→ **PROVIDED RECORDS**
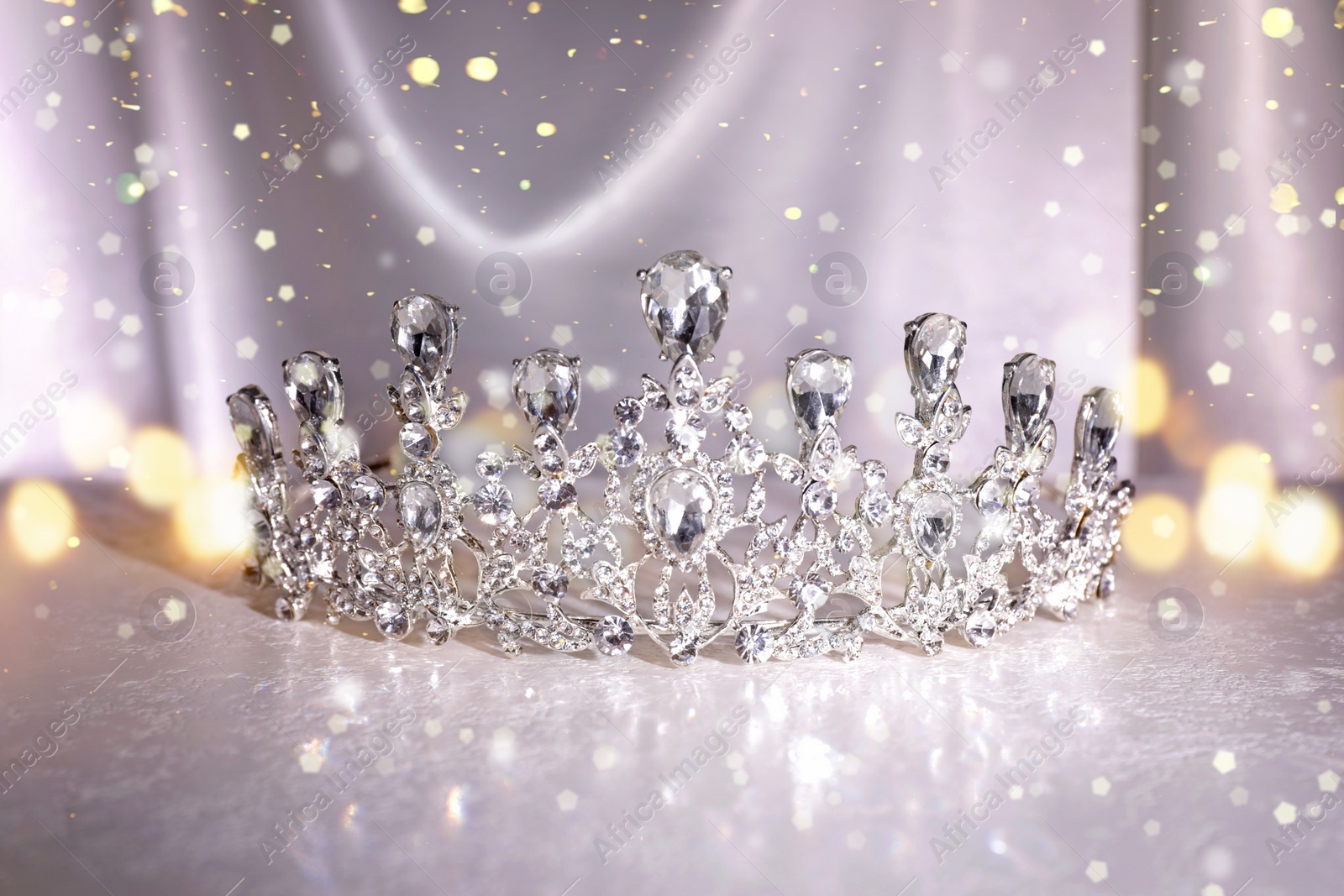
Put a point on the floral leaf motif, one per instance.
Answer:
(911, 430)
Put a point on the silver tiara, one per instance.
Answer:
(644, 530)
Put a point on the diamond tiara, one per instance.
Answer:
(669, 513)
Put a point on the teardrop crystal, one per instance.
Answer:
(685, 297)
(425, 331)
(1100, 417)
(1028, 387)
(932, 521)
(255, 430)
(680, 503)
(934, 347)
(421, 512)
(819, 385)
(546, 389)
(313, 387)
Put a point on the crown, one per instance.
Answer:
(655, 531)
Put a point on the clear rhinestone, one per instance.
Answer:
(932, 521)
(875, 506)
(819, 385)
(326, 495)
(980, 627)
(613, 636)
(874, 474)
(492, 503)
(685, 297)
(367, 493)
(687, 382)
(1027, 392)
(448, 414)
(425, 331)
(418, 441)
(934, 347)
(1099, 425)
(557, 495)
(819, 500)
(546, 389)
(490, 465)
(412, 396)
(680, 503)
(810, 593)
(313, 387)
(754, 642)
(992, 496)
(1026, 492)
(738, 417)
(790, 469)
(628, 411)
(421, 512)
(685, 430)
(685, 654)
(936, 459)
(255, 429)
(550, 582)
(438, 631)
(393, 621)
(746, 456)
(625, 446)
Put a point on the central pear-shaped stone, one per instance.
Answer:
(1100, 417)
(685, 297)
(313, 387)
(421, 512)
(680, 504)
(1028, 389)
(934, 345)
(546, 389)
(425, 331)
(819, 385)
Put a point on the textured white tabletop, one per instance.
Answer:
(510, 775)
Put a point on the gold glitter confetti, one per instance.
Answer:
(481, 69)
(423, 70)
(1283, 197)
(1277, 22)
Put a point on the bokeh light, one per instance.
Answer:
(1307, 539)
(89, 430)
(1146, 401)
(1156, 535)
(208, 519)
(160, 469)
(40, 520)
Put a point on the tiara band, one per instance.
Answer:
(679, 506)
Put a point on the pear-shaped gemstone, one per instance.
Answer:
(313, 387)
(255, 430)
(1100, 416)
(680, 504)
(819, 385)
(934, 347)
(932, 521)
(685, 297)
(1028, 387)
(546, 389)
(425, 331)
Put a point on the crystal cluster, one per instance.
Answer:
(781, 593)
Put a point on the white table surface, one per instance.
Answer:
(187, 754)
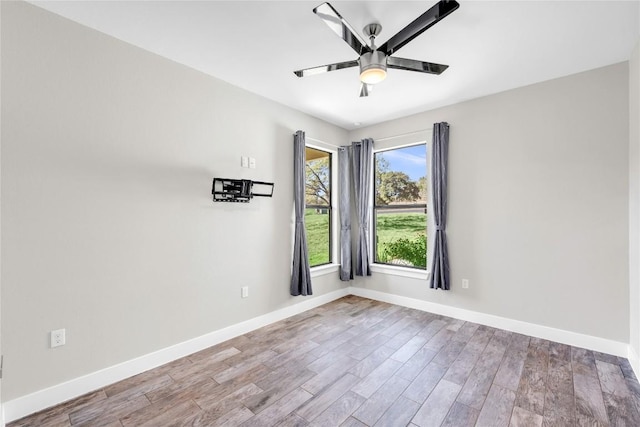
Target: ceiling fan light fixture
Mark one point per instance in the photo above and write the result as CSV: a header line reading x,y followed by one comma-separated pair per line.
x,y
373,67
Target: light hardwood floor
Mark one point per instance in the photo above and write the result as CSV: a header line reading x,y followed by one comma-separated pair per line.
x,y
358,362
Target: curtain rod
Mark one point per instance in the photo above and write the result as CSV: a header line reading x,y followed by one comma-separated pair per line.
x,y
404,134
321,141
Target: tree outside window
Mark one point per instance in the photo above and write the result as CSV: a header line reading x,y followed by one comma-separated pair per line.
x,y
318,206
400,210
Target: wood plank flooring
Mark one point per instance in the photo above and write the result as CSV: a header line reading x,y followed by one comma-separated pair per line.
x,y
358,362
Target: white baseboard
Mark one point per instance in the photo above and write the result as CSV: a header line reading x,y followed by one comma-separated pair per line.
x,y
31,403
25,405
634,360
558,335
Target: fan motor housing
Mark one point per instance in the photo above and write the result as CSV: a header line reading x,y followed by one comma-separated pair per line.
x,y
373,67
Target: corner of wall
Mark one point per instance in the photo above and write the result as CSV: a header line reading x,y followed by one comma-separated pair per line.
x,y
634,208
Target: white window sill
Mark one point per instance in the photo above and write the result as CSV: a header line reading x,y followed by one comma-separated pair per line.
x,y
323,270
401,271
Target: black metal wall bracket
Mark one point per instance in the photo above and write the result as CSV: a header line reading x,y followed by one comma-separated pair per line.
x,y
239,190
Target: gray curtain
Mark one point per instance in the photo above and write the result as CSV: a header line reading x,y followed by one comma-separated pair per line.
x,y
344,189
300,275
440,257
362,156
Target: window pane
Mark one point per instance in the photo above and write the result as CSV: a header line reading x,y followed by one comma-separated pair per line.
x,y
400,206
318,178
318,206
317,222
401,236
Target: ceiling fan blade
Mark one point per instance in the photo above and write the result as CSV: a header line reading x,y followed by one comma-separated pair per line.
x,y
325,68
413,65
419,25
365,89
336,22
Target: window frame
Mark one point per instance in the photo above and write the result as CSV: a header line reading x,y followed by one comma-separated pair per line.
x,y
391,143
330,266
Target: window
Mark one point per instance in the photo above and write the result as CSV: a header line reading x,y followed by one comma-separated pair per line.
x,y
400,206
318,206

→ **PROBLEM TO WORK ON**
Where an entry holds an image, drop the image and copy the remaining text exactly.

→ **ANSWER**
Put a point on the floral leaf motif, one per instance.
Answer:
(911, 430)
Put a point on the silver tiara, one per instance.
Answer:
(644, 530)
Put a point on the diamond tiara, one per instance.
Answer:
(669, 513)
Put a point on the teardrop crystal, one per instance.
Answer:
(685, 297)
(425, 331)
(1100, 417)
(1028, 387)
(932, 521)
(255, 430)
(680, 503)
(934, 347)
(421, 512)
(819, 385)
(546, 389)
(313, 387)
Put a point on the crown, one per instance.
Answer:
(655, 531)
Put a point on the clear rhinestone, one per instance.
Answer:
(932, 521)
(875, 506)
(819, 385)
(326, 495)
(980, 627)
(613, 636)
(874, 474)
(492, 503)
(685, 297)
(367, 493)
(687, 382)
(1027, 392)
(448, 414)
(425, 331)
(418, 441)
(934, 347)
(1099, 425)
(557, 495)
(819, 500)
(546, 389)
(490, 465)
(412, 396)
(680, 503)
(810, 593)
(313, 387)
(754, 642)
(992, 496)
(1026, 492)
(738, 417)
(790, 469)
(628, 411)
(421, 512)
(685, 430)
(685, 654)
(936, 459)
(255, 429)
(550, 582)
(438, 631)
(393, 621)
(746, 456)
(625, 446)
Put a point on the central pear-shaped stone, one per instance.
Answer:
(1100, 417)
(685, 297)
(313, 387)
(421, 512)
(680, 504)
(1028, 389)
(934, 345)
(546, 389)
(425, 331)
(819, 385)
Put a point on the textured white tabletop, one per instance.
Answer:
(510, 775)
Put a point on the gold glitter confetti, one per instance.
Answer:
(481, 69)
(423, 70)
(1283, 197)
(1277, 22)
Put a point on the bokeh light, one per instance.
Answer:
(1307, 539)
(89, 430)
(1146, 401)
(1156, 535)
(208, 519)
(160, 469)
(40, 520)
Put a point on the tiara band, one per instance.
Answer:
(679, 506)
Put a point on the pear-shaped gemstone, one per instance.
Answer:
(313, 387)
(255, 430)
(1100, 416)
(680, 504)
(819, 385)
(934, 347)
(932, 521)
(685, 297)
(1028, 387)
(546, 389)
(425, 331)
Put a point on the crystal cluster, one per instance.
Answer:
(781, 593)
Put a point on the white table surface, one per instance.
Answer:
(187, 754)
Target: ceiling fan light fixture
Mark one point per instance in the photo above and write the result as CSV: a header line reading x,y followed by one comma-separated pair per line.
x,y
373,67
Target: light hardwood floor
Mark one point per instance in the photo above and write the result as CSV: a header line reading x,y followed by one comma-separated pair per line.
x,y
358,362
Target: curtain rod
Mark one point per instance in the photo above and write the result as CSV: a header line reading x,y followed by one comma-separated pair per line.
x,y
404,134
321,141
Target: tree outside window
Mark one point per instance in the photo above and write the result as CSV: a header line reading x,y followed by one comma-separated pair per line.
x,y
318,206
400,210
Target: wood plank flooring
Mark one point per instance in the photo above and write the result as CSV: a header line reading x,y followed by one comma-separated pair per line.
x,y
358,362
Target: white baseboard
Mark one point per instance in the photo above and write the result as CSV: a header line reading x,y followed by one comma-separated pair per line.
x,y
31,403
25,405
634,360
558,335
Target: fan motor housing
Mark one point per instance in the photo above and write the result as CSV: a header line reading x,y followed by one comma-separated pair per line.
x,y
373,67
Target: corner of wall
Mark one point per instance in the photo above and write the result as CSV: a header line reading x,y followed by one comma-separated pair per line.
x,y
634,208
Target: white window sill
Mark one point per instance in the photo above and write the result as CSV: a header line reading x,y followed by one comma-separated pair per line.
x,y
323,270
401,271
Target: black metal wall bracket
Mark one point per instance in the photo above and write the result as CSV: a header line reading x,y followed by one comma-separated pair per line.
x,y
239,190
Target: gray curtain
Mark one point per instance in the photo above and write the result as CSV: a header line reading x,y followed by one comma-separated pair per line.
x,y
344,189
300,275
440,257
362,156
Target: window pane
Mark one point per instance in the photo above and write the result as CSV: a header line reading x,y followed by one comma-separated pair per line.
x,y
400,206
318,178
318,206
317,222
401,236
Target: ceiling fan blade
Mark one point per instance in the photo above and write the result as CSV: a header line reading x,y followed by one comma-separated pair per line.
x,y
325,68
413,65
419,25
365,89
336,22
Target: window frame
Mark one point per instance in the photo above and write the result as CSV: a header line reading x,y followed by one comma-separated pair per line.
x,y
391,143
330,266
Target: window
Mark one point per instance in the photo above and write the result as CSV: a header line reading x,y followed by one comma-separated pair per line.
x,y
400,206
318,206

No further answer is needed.